§ REQUIREMENT: Give every line of the material again, exactly as written.

** BEGIN MATERIAL FOR THIS EXERCISE **

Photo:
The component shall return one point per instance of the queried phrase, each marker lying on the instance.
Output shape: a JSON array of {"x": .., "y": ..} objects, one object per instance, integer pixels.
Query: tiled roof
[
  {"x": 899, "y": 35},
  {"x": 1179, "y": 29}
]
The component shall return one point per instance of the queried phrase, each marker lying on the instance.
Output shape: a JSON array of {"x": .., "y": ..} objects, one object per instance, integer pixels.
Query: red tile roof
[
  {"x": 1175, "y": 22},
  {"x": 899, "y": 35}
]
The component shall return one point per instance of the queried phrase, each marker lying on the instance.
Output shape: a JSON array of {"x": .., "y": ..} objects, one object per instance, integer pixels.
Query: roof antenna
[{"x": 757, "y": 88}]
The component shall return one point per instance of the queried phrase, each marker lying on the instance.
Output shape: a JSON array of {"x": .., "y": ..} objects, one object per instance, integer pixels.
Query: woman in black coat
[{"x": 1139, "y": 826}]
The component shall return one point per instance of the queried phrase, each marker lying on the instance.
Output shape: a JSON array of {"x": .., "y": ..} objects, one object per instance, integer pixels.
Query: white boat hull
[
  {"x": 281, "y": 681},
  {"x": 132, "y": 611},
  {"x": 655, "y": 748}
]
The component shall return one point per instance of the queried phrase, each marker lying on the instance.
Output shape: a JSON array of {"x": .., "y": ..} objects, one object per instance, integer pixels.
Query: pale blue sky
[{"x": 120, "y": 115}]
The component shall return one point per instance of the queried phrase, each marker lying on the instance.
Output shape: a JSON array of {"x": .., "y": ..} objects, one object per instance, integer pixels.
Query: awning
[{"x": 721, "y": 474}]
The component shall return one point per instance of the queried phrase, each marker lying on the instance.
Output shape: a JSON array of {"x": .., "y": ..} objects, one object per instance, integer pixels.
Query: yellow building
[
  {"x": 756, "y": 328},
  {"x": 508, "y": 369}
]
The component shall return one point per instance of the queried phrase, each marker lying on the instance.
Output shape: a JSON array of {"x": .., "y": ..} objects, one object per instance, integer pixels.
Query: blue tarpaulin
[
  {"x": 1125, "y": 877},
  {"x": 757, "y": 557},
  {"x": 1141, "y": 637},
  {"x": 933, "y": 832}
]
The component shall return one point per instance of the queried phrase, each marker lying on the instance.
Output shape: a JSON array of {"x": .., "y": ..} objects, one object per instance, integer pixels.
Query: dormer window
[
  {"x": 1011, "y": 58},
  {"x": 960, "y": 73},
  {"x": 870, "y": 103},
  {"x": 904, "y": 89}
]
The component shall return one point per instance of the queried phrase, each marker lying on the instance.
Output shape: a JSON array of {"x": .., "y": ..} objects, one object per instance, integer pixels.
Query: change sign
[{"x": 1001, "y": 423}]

** END MATERIAL FOR THIS EXERCISE **

§ ANSWER TO THE TASK:
Photo:
The component shall return one point per instance of the queried phrase, each marker lying on the instance.
Output shape: a JSON array of {"x": .., "y": ..} objects, one object per instance, integer pixels.
Query: tiled roof
[
  {"x": 899, "y": 35},
  {"x": 1179, "y": 29}
]
The component shall return one point per instance of the queried phrase, each marker lying on the instance.
Output shape: a JSON array of {"x": .., "y": ..} objects, one object per instance, integer pixels.
Query: red tile roof
[
  {"x": 1175, "y": 22},
  {"x": 899, "y": 35}
]
The component shall return one point per instance of the queried phrase, each marker lying on the instance.
Output shape: a JSON array of {"x": .., "y": ..} objects, one object per instance, integer pixels.
Query: roof antenna
[{"x": 757, "y": 88}]
The component shall return one point per instance of the queried phrase, each marker lying on the instance.
Output shape: a JSON array of {"x": .., "y": ..} objects, one object per instance, integer pixels.
Query: woman in black coat
[{"x": 1139, "y": 826}]
The component shall return one point per instance of the queried phrase, each marker lying on the instance.
Output shape: a JSON array of {"x": .., "y": ..} objects, one object per instance, integer pixels.
Query: white boat hull
[
  {"x": 281, "y": 681},
  {"x": 132, "y": 611},
  {"x": 655, "y": 748}
]
The component shall return one point per instance of the queried phrase, each marker lying on the instance.
Output shape: a JSON array of {"x": .., "y": ..} objects, one object per instance, integer pixels.
Query: pale blue sky
[{"x": 120, "y": 115}]
The component shall return one point per instance of the queried phrase, each marker lying on the instance.
Output shape: a JSON array of {"x": .., "y": ..} objects, one object per instance, integer pixels.
Query: awning
[{"x": 721, "y": 474}]
The component shall return one point per instance of the queried phrase, each marker lying on the instance.
Output shape: a JSON array of {"x": .., "y": ..} objects, one object per instance, integer pixels.
Query: yellow building
[
  {"x": 756, "y": 328},
  {"x": 508, "y": 369}
]
The component shall return one point per instance of the queried phrase, each marker lying on the instance.
Output shape: a JSON array of {"x": .., "y": ..} objects, one object per instance, integer pixels.
Query: blue tarpaulin
[
  {"x": 1125, "y": 877},
  {"x": 757, "y": 557},
  {"x": 1141, "y": 637},
  {"x": 933, "y": 832}
]
The component shall return one point per instance of the queried phrase, each marker lying on the instance.
Output shape: a JSON array of {"x": .., "y": ..} objects, one object per instance, integer pixels.
Query: dormer window
[
  {"x": 1011, "y": 58},
  {"x": 960, "y": 73},
  {"x": 870, "y": 103},
  {"x": 904, "y": 89}
]
The component shall return one point per instance of the queried phrase, each marker lying on the instance.
Output shape: a JSON array of {"x": .., "y": ..} objects, one object per instance, integer pixels.
Query: change sign
[{"x": 1001, "y": 423}]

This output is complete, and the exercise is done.